> [SOURCE EXTRACT]:
····················

[pypy-dev] day 6: breakthrough!
holger krekel
hpk at trillke.net
Sun Jul 31 10:05:19 CEST 2005
hi folks,
two and a half years later ... in the very same room where the
first PyPy sprint happened ... we got to the point where PyPy
basically runs on its own, after whole-program type inference and
translation to C!
The sixth day was a very productive day in various respects
and we still had a long and nice lunch break. If you want to
see the visual flow of events then revisit the pictures i took:
http://codespeak.net/~hpk/hildesheim2-sprint-www/
Here is a more detailed overview of what happended on the
sixth day:
- Carl, Samuele and holger finished the Heidelberg sprint
announcement, updated the website and the announcement
was sent out. See the home page for more details and links.
- Christian with initial help from Samuele went off to work
on the interpreter level marshal module which we will need
for better bootstrapping. Unfortunately, Christian had
a bad stomach and missed much of the fun of day 6.
- Armin and Holger as well as others continously restarted
the whole translation process to fix small bugs and issues
here and there. In between
- they extended testing to allow applevel tests to easily
access values setup_*'ed from interpreter level.
- they fixed the posix module which was completely broken
with respect to exception handling (you cannot let
escape interpreter-level exception to pypy application
level without carefully wrapping them in an OperationError).
Samuele helped with making os.strerror available
as an external (c-backend supported) function.
- analysed and fixed with Samuele and Carl segmentation faults ...
but note that GCC was behaving very fine and it turned
out that our c-code generator currently consumes more RAM
than GCC compiling the result at the moment :-)
- they also started refactoring the translation driving
interface (unfinished)
- Carl Friedrich and Samuele used and extended/fixed
the ll-interpreter which was sometimes able to
discover possible segfaults and problems earlier
(and clearer) than just running the C-backend.
- Carl Friedrich started working on GC in PyPy
in constant consultation with Samuele and did first working
drafts in pypy/rpython/memory. Basically the whole memory
simulator is working and gives nices errors if you do
something strange like accessing freed or uninitialized.
Furthermore they implemented annotation for memory addresses.
- Richard communicated with Eric van Riet Paap (who has made
good progress on the llvm-backend off-sprint!) and
refactored, extended LLVM a bit driven by test suggestions
from Armin.

····················

> [PROBLEM TO SOLVE]: Write the next part of the PyPy day-six sprint report, picking up after its final sentence. The data is from a separate source and has no connection to the PyPy sprint report.

> [MATERIAL]:
····················

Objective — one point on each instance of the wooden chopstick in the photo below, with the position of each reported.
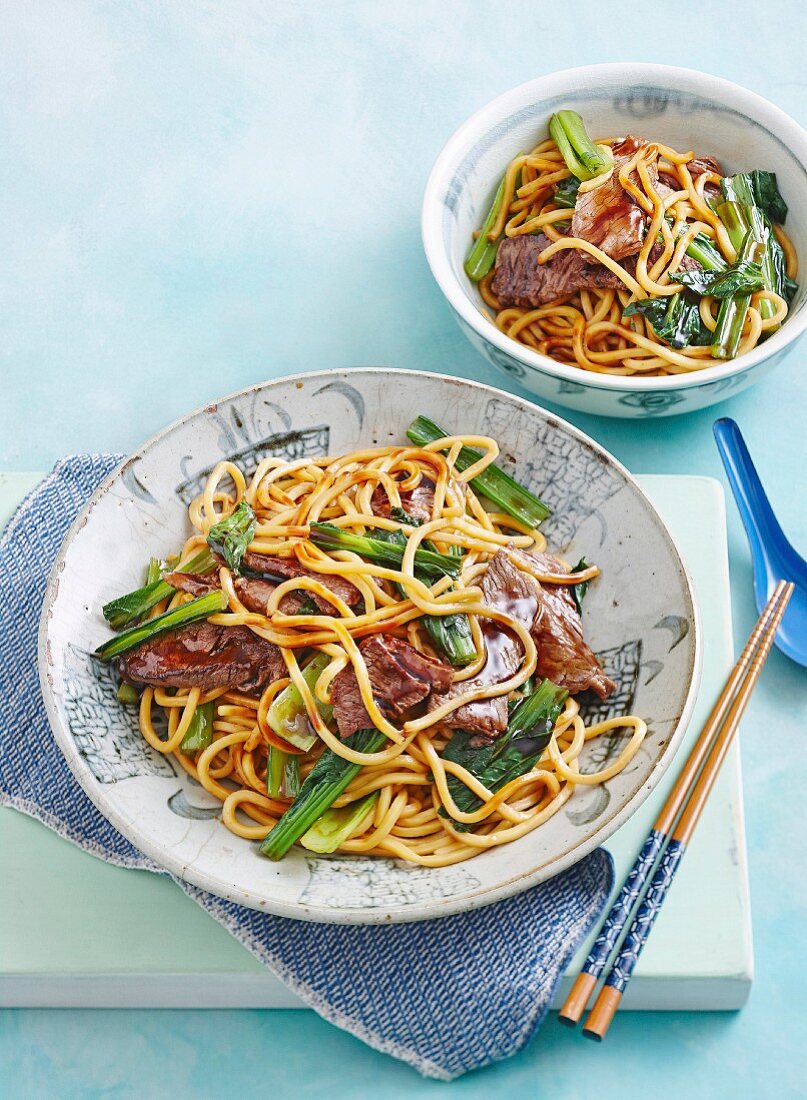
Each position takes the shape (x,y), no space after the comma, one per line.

····················

> [SOLVED PROBLEM]:
- the group discussed that there likely is a deeper exception
handling problem lurking: implicitely exceptions are
attached to the last (high level) operation in a block but
when the RTyper converts this operation into possibly many
low-level operations then it's unlikely that we can preserve
the implicit assumption that only the last (low-level)
operation possibly raises an exception.
solution: unknown at this point.
We should probably write down a few scenarios regarding
exception handling describing the interactions/processing
of exceptions in flowobjspace/annotation/rtyping
- Armin communicated with Niklaus Heidimann who meanwhile
has successfully implemented the _sre module as part of his
SoC project. We'd like to first integrate this as an
application level module but Niklaus wants to transform
it to an interpreter-level one soon.
- After we got the initial breakthrough run (goal/app_example.py
running on top of translated non-faking PyPy) we continued
a bit with various example and fixes. Running example code
and modules showed very good results (and no segfaults).
After having drunk champagne Samuele quickly mapped the good time
we were having into a better 'time' module for PyPy. With that
we could easily run the unmodified pystone.py on top of PyPy
and reached some 337 pystones (as opposed to 9 pystones
with PyPy on top of CPython). We are happy with this
because translated PyPy seems to run stable and we are not using
any optimizations yet. We quickly agreed that we only want to
tackle optimizations at this point that result in at least
factors-of-2 speedups rather than 5-10% speedups. Again please
note that PyPy - as opposed to other python implementations -
generally tackles compliancy, proper implementation and
tests first before diving into optimizations.
ok, so much so far. Today - on the last day - we are probably
going to discuss on how to continue from here and also tell
how you can actually run the translation and the translated PyPy
yourselves (the current pypy-dist is able to but it currently
requires a bit of manual tweaks at the very invocation-end,
maybe you can already figure it out looking at the pictures
and the entry_point code :-).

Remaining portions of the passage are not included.